Source extract START

Evarcha karas is a small spider, similar in shape to others in the genus, with a body divided into two main parts: an oval cephalothorax and an ovoid abdomen. The male has a cephalothorax, that is between 2.2 and 2.6 mm long and 1.7 and 1.9 mm wide. The hard upper part of the cephalothorax, or carapace, is high and dark brown to black, covered in greyish-white or white hairs. There are long brown bristles on the black eye field, some of them in tufts alongside a pattern of lines formed of white hairs near the eyes themselves. The tufts of hair are reminiscent of horns. The sides have a covering of short white hairs. The underside of the cephalothorax, or sternum, is yellowish-orange in Namibian examples and darker in those from South Africa. The spider's face, or clypeus, is moderately high and brownish with a covering of white hairs to the base. The chelicerae also feature white hairs, while the remainder of the mouthparts, including the labium and maxillae, are brown.

Source extract END

__Assignment__. Carry on the description of the spider Evarcha karas, starting after its last sentence about the mouthparts. The records that come next are from another source and are unrelated to the spider description.

Stored data START

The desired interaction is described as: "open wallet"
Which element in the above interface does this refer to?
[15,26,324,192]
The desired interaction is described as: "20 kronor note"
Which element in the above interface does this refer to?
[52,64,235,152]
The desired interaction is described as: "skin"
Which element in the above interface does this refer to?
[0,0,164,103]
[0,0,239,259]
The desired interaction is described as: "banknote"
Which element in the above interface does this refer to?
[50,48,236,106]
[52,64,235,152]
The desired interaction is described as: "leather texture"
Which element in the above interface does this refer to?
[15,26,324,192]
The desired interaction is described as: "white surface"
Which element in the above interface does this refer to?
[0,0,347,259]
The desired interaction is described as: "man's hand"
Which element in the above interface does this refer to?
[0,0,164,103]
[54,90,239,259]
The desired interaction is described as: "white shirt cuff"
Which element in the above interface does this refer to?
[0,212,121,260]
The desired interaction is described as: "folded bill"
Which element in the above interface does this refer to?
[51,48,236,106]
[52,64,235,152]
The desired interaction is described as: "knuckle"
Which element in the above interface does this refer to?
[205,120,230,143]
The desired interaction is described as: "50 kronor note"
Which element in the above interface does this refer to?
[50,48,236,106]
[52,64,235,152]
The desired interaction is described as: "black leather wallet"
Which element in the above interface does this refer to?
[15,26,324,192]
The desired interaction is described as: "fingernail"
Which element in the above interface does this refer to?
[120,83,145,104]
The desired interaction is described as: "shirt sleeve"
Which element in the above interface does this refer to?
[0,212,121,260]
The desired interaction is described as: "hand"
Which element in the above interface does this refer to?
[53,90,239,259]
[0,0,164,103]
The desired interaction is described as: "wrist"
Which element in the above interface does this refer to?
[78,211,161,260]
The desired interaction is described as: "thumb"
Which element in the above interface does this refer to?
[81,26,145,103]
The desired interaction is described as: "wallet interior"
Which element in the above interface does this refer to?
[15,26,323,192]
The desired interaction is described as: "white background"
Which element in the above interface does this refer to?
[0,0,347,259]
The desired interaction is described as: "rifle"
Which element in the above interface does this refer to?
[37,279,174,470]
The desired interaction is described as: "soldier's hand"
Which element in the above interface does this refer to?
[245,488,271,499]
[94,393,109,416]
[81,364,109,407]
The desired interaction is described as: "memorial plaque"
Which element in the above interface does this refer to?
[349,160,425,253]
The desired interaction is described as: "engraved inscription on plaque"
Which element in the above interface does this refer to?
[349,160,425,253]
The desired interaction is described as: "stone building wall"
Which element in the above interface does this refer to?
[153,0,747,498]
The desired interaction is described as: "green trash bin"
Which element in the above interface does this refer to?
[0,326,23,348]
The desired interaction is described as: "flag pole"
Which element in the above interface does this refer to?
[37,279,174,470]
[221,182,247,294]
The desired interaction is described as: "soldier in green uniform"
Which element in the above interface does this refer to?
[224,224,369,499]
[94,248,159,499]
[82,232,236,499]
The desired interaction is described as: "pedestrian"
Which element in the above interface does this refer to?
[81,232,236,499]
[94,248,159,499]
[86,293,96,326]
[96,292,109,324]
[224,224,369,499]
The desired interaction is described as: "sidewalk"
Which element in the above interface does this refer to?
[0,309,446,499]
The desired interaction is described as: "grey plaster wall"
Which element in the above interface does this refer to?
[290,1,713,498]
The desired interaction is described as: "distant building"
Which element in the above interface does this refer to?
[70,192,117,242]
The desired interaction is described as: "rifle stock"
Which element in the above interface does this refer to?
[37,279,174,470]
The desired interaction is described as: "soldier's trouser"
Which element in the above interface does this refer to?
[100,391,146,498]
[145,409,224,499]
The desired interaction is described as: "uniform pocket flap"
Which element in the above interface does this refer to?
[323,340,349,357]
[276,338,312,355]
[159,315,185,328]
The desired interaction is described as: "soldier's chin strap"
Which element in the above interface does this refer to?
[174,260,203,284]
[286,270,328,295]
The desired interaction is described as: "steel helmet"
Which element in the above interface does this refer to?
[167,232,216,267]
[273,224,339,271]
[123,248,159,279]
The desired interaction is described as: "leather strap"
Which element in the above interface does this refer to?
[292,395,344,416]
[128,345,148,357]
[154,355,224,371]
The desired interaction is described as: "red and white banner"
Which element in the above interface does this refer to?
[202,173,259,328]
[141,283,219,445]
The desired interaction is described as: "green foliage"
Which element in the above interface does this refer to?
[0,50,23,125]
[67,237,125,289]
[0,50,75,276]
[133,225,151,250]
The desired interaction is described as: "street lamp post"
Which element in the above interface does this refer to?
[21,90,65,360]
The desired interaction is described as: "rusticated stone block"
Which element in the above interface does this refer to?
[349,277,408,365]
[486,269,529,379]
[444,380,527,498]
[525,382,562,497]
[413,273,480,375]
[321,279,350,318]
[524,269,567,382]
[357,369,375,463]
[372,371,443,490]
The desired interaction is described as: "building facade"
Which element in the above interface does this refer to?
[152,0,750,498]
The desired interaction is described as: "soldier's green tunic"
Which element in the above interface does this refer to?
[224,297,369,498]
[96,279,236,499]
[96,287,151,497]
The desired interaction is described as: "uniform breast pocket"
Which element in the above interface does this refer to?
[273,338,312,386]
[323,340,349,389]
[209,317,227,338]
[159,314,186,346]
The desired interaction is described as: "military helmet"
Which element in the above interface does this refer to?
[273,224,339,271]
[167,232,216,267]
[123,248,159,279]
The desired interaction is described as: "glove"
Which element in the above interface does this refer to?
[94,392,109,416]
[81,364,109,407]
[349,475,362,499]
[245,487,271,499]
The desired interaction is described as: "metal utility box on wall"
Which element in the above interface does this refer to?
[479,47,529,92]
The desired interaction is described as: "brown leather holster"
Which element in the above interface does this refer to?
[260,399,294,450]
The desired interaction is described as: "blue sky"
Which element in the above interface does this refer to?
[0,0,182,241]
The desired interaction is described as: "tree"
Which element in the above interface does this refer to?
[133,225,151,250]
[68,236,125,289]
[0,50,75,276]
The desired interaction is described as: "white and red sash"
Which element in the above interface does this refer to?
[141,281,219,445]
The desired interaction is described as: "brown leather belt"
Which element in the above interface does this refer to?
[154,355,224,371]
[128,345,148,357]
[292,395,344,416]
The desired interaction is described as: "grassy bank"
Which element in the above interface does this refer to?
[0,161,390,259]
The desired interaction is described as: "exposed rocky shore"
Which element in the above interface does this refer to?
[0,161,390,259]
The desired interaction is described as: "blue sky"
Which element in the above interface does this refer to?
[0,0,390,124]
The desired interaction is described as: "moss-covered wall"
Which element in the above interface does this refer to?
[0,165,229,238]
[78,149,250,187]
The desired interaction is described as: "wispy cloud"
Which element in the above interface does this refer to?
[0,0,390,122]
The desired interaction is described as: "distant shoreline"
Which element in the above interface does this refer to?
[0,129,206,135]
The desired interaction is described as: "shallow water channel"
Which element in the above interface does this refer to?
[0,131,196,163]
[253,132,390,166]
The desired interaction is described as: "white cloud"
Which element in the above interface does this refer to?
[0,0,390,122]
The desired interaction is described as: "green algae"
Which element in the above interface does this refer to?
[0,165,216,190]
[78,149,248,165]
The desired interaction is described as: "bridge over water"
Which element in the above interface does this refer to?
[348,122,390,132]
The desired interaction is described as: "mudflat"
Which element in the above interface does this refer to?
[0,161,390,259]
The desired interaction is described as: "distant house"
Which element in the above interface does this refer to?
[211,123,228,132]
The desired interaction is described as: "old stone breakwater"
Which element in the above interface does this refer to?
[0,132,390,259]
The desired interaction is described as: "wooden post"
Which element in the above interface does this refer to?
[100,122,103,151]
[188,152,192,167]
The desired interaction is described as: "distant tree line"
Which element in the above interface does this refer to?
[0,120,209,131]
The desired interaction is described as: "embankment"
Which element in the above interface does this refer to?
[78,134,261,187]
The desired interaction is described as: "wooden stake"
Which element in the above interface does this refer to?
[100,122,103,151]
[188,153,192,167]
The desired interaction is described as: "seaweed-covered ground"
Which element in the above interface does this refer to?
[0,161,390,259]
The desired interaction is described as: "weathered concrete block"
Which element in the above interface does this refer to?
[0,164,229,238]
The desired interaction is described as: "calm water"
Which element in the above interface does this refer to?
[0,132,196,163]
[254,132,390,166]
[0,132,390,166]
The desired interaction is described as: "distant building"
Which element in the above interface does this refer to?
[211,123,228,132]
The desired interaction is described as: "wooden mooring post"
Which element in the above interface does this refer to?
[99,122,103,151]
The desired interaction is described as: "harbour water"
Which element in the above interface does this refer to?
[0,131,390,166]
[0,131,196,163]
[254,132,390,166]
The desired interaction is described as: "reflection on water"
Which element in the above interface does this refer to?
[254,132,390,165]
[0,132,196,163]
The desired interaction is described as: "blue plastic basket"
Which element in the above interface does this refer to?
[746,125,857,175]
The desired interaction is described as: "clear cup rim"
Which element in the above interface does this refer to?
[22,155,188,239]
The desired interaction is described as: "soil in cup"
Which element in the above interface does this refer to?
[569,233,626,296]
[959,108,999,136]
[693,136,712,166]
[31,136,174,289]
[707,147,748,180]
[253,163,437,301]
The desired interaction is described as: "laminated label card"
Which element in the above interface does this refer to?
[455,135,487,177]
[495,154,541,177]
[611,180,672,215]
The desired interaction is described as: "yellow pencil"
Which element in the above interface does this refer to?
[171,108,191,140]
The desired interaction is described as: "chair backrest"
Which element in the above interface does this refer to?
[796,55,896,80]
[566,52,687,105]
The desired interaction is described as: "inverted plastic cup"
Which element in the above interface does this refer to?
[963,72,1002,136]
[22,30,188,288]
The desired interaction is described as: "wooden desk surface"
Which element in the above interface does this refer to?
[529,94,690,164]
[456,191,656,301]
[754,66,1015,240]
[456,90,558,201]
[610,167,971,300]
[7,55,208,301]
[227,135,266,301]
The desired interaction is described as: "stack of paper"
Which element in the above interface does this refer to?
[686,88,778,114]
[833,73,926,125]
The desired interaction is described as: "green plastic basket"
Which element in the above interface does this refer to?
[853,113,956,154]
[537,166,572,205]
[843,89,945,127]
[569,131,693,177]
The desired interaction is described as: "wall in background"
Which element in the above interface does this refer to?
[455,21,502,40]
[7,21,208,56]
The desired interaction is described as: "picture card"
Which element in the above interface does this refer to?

Stored data END

__Answer to this exercise__.
The spider's abdomen is similar in length to the carapace but narrower, 1.6 and 1.8 mm in width, and more rounded. The top is generally black with thin white stripes down the middle and along the sides. In the same way as the carapace, the underside differs between geographies, with the South African spiders being blackish while those from Namibia are light with a hint of grey. The spider has dark grey spinnerets. Namibian spiders have light brown legs while those from South Africa are black, the former also having a longer front pair of legs than the remainder. All have brown spines and hairs. The spider's pedipalps match their legs, although, while South African spiders have mainly brown hairs with a scattering of white, those from Namibia have exclusively white hairs.

The female has not been identified, so only the male copulatory organs have been described. They are generally hairy. The long palpal tibia has a relatively large and prominent upward-pointing spike, or tibial apophysis, which has an end that finishes in two small similarly-sized points, one of which looks like a tooth. The palpal bulb is rounded, from which emanates a very long embolus that starts near the bottom and circles round to the top of the bulb, curving towards the tegulum with a whip-like tip. There are small white scales on the spider's cymbium.

The spider is similar to others in the genus, particularly the related Evarcha flagellaris that can also be found in similar geographies. It can be distinguished by the striped pattern on its abdomen. The copulatory organs are also distinctive. The tibial apophysis is wider than in the other species and has two tips rather than one, and the embolus is longer.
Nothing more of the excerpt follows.